*DATA LISTING*:
===

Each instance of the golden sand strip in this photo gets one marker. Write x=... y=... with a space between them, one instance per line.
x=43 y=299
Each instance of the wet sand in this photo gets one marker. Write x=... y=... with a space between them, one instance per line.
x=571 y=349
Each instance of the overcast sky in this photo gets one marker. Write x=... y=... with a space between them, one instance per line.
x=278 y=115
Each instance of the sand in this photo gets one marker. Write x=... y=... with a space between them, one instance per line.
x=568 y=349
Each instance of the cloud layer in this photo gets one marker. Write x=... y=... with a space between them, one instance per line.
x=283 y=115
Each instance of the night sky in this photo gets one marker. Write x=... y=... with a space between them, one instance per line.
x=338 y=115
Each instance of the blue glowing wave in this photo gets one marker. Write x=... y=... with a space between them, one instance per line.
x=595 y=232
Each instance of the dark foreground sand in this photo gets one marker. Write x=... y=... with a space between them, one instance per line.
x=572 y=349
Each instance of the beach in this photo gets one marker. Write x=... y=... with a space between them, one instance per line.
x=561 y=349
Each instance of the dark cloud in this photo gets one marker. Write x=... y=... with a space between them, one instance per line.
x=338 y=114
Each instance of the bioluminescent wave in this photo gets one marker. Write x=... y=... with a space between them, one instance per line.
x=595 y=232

===

*INSTRUCTIONS FOR THE TASK*:
Format all the material above as a numbered list, one line per item, with blank lines omitted.

*TASK ANSWER*:
1. Each instance of the golden sand strip in this photo gets one marker. Write x=... y=... with a space between them, one instance per line.
2. x=43 y=299
3. Each instance of the wet sand in this photo gets one marker. Write x=... y=... with a space between them, one instance per line.
4. x=571 y=349
5. Each instance of the overcast sky in this photo gets one marker. Write x=... y=... with a space between them, one instance per line.
6. x=278 y=115
7. Each instance of the sand in this photo gets one marker. Write x=... y=... with a space between them, one instance per line.
8. x=568 y=349
9. Each instance of the cloud layer in this photo gets one marker. Write x=... y=... with a space between them, one instance per line.
10. x=283 y=115
11. Each instance of the night sky in this photo gets one marker. Write x=... y=... with a space between them, one instance per line.
12. x=338 y=115
13. Each instance of the blue glowing wave in this photo gets one marker. Write x=... y=... with a space between them, one instance per line.
14. x=595 y=232
15. Each instance of the dark foreground sand in this photo gets one marker. Write x=... y=... with a space between them, one instance per line.
16. x=572 y=349
17. Each instance of the beach in this photo gets one marker. Write x=... y=... with a space between them, one instance per line.
18. x=561 y=349
19. Each instance of the dark cloud in this photo gets one marker. Write x=... y=... with a space between them, one instance per line.
20. x=338 y=114
21. Each instance of the bioluminescent wave in this photo gets one marker. Write x=... y=... with a space between them, one instance per line.
22. x=595 y=232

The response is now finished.